Domestic Violence: How to Get Help When You Are Scared Of The Consequences

How do you recognize you’re in an abusive relationship and reach out to others for help?

Almost 30% of couples report that they are struggling with some sort of abuse or domestic violence, but the issue is often denied, excused, or overlooked by the victim.

This is particularly true if the abuse is psychological rather than physical.

The first step towards getting help is to notice and acknowledge it, rather than avoid it. You should not have to live in fear of the person you love.

Look for the following red flags and, if they’re present in your relationship, reach out to somebody. Remember – there is always help available for you.

Signs you’re in an abusive relationship

How do you know that you’re in an abusive relationship? Well, one sign that you are in an abusive relationship is fear of your partner.

If you feel that you have to constantly watch what you say, and say it in a way to avoid angering or disappointing your partner, then it’s likely that you’re in an abusive and unhealthy relationship.

Other signs of an abusive relationship include your partner trying to control you or belittle you. You may experience feelings of desperation, helplessness, and self-hatred.

Here are a few questions you can answer right now to really know whether you’re in an unhealthy and abusive relationship. The more questions you answer with a yes, the more likely you’re in an abusive relationship.

Are you in an abusive relationship?

Do you:

  • Feel you aren’t sufficient for your partner?
  • Feel helpless around your partner?
  • Avoid talking about certain topics because you are afraid you may anger your partner?
  • Feel afraid of your partner in general?

Is your partner belittling you?

Does your partner:

  • Shout at you and humiliate you?
  • Treat you badly and make you feel embarrassed in front of your family and friends?
  • Put you down and criticize you?
  • View you as a sex object, rather than a love partner?
  • Ignore your opinions and accomplishments?

Do they display threatening or violent behavior?

Does you partner:

  • Threaten to hurt you, or even threaten to kill you?
  • Threaten to commit suicide if you say you’ll leave them?
  • Have an unpredictable and bad temper?
  • Threaten to harm your children?
  • Destroy your belongings?
  • Force you to have sex?

Are they controlling in the relationship?

Does your partner:

  • Try to control you where you go and what you do?
  • Act overly possessive and jealous?
  • Prevent you from seeing your friends or family members?
  • Limit your access to your car, phone, or money?
  • Keep an eye on you all the time?

Physical abuse and domestic violence

Your partner may use physical force to harm you. Physical assault is a crime, no matter where it happens – inside or outside of your home.

You can always call the police because they are obligated to protect you.

Sexual abuse is a type of physical abuse

Degrading, unsafe, and unwanted sex are all signs of sexual abuse. Forced sex is an act of aggression and violence.

If you’ve been abused physically and sexually in the past by your partner, then consider it a red flag. You’re at risk of getting seriously injured or even killed.

Emotional abuse is still abuse

Even if you haven’t been physically or sexually battered by your partner, that doesn’t mean you’re not in an abusive relationship.

Your partner may also abuse you emotionally, which can be equally as destructive as physical abuse. Unfortunately, emotional abuse is often neglected and forgotten – even by the person who is suffering it.

Understanding emotional abuse

Emotional abuse destroys your self-worth and independence, leaving you with a feeling that you are nothing without your abusive partner, or that there’s no way you can get out of the relationship.

Name-calling, yelling, shaming, blaming, controlling, intimidation and isolation are all forms of emotional abuse.

-=-=-=-=-

## BRIEF A
Reproduce the part of the domestic violence article starting at "Sexual abuse is" and ending at "not in an abusive relationship.".
## BRIEF B
Answer these questions from the domestic violence article:
(i) What share of couples report struggling with some sort of abuse or domestic violence?
(ii) Why does the article say you can always call the police?
(iii) Forced sex is described as an act of what two things?
## BRIEF C
Resume the domestic violence article, picking up after its final sentence.

## RECORD EXTRACTS
-=-=-=-=-

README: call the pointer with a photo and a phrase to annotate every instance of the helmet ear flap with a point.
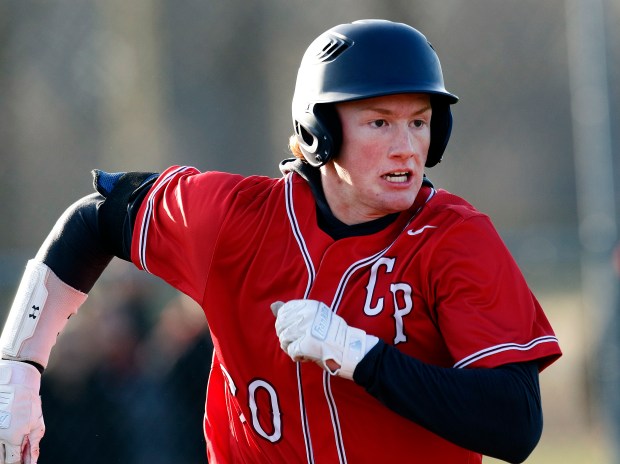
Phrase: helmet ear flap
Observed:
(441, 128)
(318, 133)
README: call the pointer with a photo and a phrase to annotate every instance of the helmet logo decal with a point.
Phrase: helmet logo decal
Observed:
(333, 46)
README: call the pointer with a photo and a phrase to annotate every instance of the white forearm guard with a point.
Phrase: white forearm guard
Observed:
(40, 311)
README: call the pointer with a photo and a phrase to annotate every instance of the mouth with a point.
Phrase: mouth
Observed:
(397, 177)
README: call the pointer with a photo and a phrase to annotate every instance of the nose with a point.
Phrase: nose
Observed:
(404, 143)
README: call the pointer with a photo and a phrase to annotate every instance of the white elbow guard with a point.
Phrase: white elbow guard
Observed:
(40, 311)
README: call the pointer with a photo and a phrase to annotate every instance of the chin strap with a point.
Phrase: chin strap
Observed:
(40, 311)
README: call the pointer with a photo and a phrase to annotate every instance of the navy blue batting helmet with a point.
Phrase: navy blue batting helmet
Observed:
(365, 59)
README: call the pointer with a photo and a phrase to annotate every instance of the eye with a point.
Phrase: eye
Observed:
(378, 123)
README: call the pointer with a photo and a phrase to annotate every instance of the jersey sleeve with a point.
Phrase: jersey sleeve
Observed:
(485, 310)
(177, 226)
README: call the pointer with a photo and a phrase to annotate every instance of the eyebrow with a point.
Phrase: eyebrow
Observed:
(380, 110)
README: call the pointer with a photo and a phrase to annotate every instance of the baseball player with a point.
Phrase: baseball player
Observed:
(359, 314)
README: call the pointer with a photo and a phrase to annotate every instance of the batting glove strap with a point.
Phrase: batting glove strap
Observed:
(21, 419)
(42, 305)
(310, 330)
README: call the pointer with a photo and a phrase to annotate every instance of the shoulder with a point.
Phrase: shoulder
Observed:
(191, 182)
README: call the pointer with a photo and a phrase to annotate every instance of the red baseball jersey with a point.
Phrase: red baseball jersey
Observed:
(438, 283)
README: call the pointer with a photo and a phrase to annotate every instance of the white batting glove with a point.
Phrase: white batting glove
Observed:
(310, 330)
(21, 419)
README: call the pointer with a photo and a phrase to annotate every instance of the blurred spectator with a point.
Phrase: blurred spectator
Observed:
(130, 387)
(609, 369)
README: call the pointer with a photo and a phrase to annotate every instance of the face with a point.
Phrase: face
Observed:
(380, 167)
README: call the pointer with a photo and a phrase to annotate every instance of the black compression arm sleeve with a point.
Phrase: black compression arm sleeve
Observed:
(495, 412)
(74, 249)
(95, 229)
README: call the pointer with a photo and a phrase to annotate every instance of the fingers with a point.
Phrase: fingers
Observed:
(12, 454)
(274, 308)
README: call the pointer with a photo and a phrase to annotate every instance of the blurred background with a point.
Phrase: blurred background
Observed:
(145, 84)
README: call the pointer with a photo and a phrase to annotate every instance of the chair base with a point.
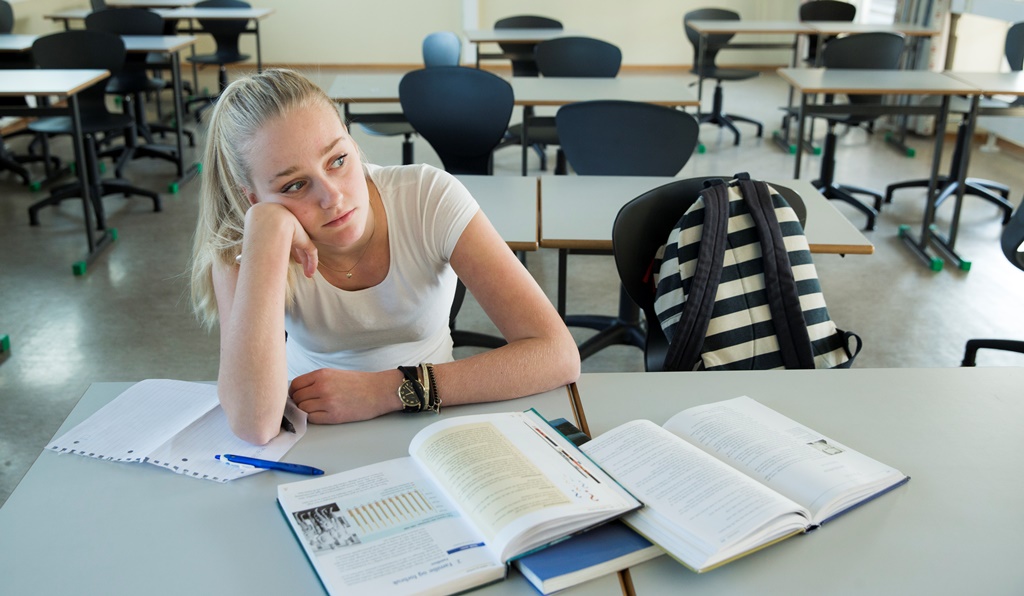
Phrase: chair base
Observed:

-=-=-=-=-

## EXERCISE RESULT A
Sexual abuse is a type of physical abuse

Degrading, unsafe, and unwanted sex are all signs of sexual abuse. Forced sex is an act of aggression and violence.

If you’ve been abused physically and sexually in the past by your partner, then consider it a red flag. You’re at risk of getting seriously injured or even killed.

Emotional abuse is still abuse

Even if you haven’t been physically or sexually battered by your partner, that doesn’t mean you’re not in an abusive relationship.

## EXERCISE RESULT B
(i) Almost 30%.
(ii) Because they are obligated to protect you.
(iii) Aggression and violence.

## EXERCISE RESULT C
In addition to using emotional abuse, your partner may also use physical violence, particularly if you cannot or will not give them what they want.

It might appear that physical abuse is worse than emotional abuse because physical injuries can hospitalize you and leave behind scars. However, the scars of emotional abuse run deeper. In fact, emotional abuse can become as harmful as physical abuse – and sometimes even worse.

Facing the big decision

Not sure whether you should leave or stay? Keep these things in mind.

If you’re not sure whether you should end the abusive relationship or try to save it, keep these important things in mind:

If you’re expecting your abusive partner to
change …

The abuse will most likely happen again. This is an emotional and psychological problem, which isn’t solved easily or quickly – although it’s not impossible to resolve.

Your abusive partner has to take full responsibility for their behavior and may have to seek professional help in order to stop putting blame on you, their temper, their stress, or an unhappy childhood.

If you think you can help your
abuser…

Of course, you may feel that you can help your partner. You may even think that it’s your responsibility to fix their problems.

But, when you accept their repeated abuse and try to fix it on your own, you actually end up encouraging the abusive behavior. Rather than helping the abuser, you’re actually exacerbating the problem.

Your abuser may get down on their knees and ask for your forgiveness and for you to give them another chance. You may think they actually mean what they say, but in fact, their goal is to stay in control and prevent you from walking away.

Once they sense they have been forgiven, they’ll soon return to their same abusive behavior because they’re no longer afraid that you’ll leave them.

If your partner is taking a counseling or
program for batterers…

Even if your abusive partner is taking counseling, it doesn’t guarantee that they’ll change.

Many abusers who go through counseling often tend to be abusive, violent and controlling. If they stop giving you excuses and stop creating problems, then that’s fine.

But you still want to make your decision based on how he or she is now, rather than hoping how they will become in the future.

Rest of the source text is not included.